▶ Testo estratto:
Voci dall’America

In questa Newsletter proponiamo tre articoli di nostra traduzione tratti dalla stampa americana, non disponibili su quella italiana. I primi due sono dedicati alla guerra in Medio Oriente, il terzo alla crisi della democrazia americana. Qui di seguito trovate nostre considerazioni suscitate dalla loro lettura e una sintesi orientata dei loro contenuti.
1. Di fronte a un massacro bilaterale da che parte dobbiamo stare?
È proprio questa la domanda?
“Se ciascun popolo guarderà solo al proprio dolore, allora prevarrà sempre la ragione del risentimento, della rappresaglia, della vendetta.” (Carlo Maria Martini)
“Se piangete solo per i bambini israeliani, o solo per i bambini palestinesi, avete un problema che va oltre i vostri condotti lacrimali.” (Nicholas Kristof)
Essere di parte, o equidistanti o equi-vicini?
Se non si è cinici o apatici fino al midollo, quando scoppiano conflitti come quello in atto in Israele-Palestina è impossibile non interrogarsi sull’atteggiamento che sarebbe sensato assumere. Non possiamo essere bombardati – è la parola giusta – da fatti tragici e rischiosi senza proteggerci in qualche modo, se non altro stabilendo “che faccia fare”. Se non siamo megalomani o fuori dal mondo – ce ne sono parecchi in giro -, dovremmo ugualmente sapere che nel breve periodo non saremo in grado di contribuire in nulla alla soluzione del problema, ma almeno ci saremo dati una prospettiva su cui convogliare le nostre reazioni e le nostre emozioni, e questo forse potrà essere di qualche effetto, se non ora, domani.

[Voci di dati]
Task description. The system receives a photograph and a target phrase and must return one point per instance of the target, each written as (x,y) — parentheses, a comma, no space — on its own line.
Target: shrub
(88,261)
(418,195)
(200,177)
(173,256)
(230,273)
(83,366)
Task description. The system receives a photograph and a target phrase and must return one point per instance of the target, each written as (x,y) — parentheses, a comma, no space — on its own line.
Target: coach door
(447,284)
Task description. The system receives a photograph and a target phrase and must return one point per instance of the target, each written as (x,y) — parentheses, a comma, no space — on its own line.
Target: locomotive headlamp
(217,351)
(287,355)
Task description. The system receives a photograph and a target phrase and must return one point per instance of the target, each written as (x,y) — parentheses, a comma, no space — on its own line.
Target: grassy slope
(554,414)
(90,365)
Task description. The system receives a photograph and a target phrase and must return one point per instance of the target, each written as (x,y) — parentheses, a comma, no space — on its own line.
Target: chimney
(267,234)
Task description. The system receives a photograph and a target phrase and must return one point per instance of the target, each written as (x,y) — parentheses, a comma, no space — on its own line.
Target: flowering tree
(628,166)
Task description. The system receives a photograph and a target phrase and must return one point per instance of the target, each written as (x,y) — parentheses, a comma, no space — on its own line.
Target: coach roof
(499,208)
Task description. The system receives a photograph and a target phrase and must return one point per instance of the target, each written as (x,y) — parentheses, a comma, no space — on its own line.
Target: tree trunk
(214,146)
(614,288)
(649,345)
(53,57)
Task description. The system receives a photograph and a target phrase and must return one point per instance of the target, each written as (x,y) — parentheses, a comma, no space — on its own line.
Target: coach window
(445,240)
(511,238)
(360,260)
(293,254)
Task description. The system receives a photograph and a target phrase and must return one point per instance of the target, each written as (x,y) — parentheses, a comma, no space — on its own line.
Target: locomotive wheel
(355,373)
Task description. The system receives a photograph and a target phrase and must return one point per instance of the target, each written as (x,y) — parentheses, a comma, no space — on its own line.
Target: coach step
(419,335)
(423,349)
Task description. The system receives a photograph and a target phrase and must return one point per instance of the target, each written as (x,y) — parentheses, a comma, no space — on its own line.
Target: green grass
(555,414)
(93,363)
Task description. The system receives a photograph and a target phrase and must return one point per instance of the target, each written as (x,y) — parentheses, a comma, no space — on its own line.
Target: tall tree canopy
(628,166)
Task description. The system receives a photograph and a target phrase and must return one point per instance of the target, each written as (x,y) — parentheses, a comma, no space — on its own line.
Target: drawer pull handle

▶ Serie di esercizi:
a: Traduci in inglese questa frase della newsletter: "In questa Newsletter proponiamo tre articoli di nostra traduzione tratti dalla stampa americana, non disponibili su quella italiana."
b: Per favore, prosegui la newsletter dal punto in cui si interrompe.

▶ Soluzioni:
a: In this Newsletter we present three articles, translated by us, taken from the American press and not available in the Italian press.

b:
Questo elementare meccanismo di sopravvivenza, non so dire se morale o solamente psicologica, è in tempi come questi oggetto di incursioni continue da chi vorrebbe a ogni piè sospinto indurci a ragionare in base al binomio amico – nemico. Si tratta di decidere sempre da che parte stare, a prescindere da ogni specificità del caso e della storia, come se la ragione avesse questa strana tendenza a rifugiarsi sempre da una parte e si trattasse semplicemente di decidere quale essa sia. Nulla di più irritante per coloro che ragionano in questo modo di chi rifiuta questa logica “armata”, indicato come persone dall’animo ignavo e indolente, sostanzialmente irresponsabile. Come se alle guerre, sempre, si dovesse partecipare iniziando con il decidere qual è la propria squadra.
Ma se, in questa tragica vicenda, un mattino proviamo a metterci nei panni degli israeliani e il pomeriggio in quelli dei palestinesi – non in quelli di Netanyahu e di Hamas – e lo facciamo pur sapendo che queste operazioni riescono fino a un certo punto, non sarà piuttosto intuitivo concludere che si possono capire le ragioni degli uni e degli altri, per quanto speculari esse siano e per quanto amaro possa essere il sentimento della loro ardua componibilità?
È possibile allora un altro modo di porsi? È l’equidistanza ciò che andiamo cercando? Certamente no. La parola suscita qualcosa di algido e apatico. L’equidistanza è molto vicina alla posizione che l’Europa ha mantenuto per lunghi anni, non facendo nulla perché il seme dell’odio si placasse in Palestina e sperando che un velo magico si stendesse sulle paure degli uni e le sofferenze degli altri.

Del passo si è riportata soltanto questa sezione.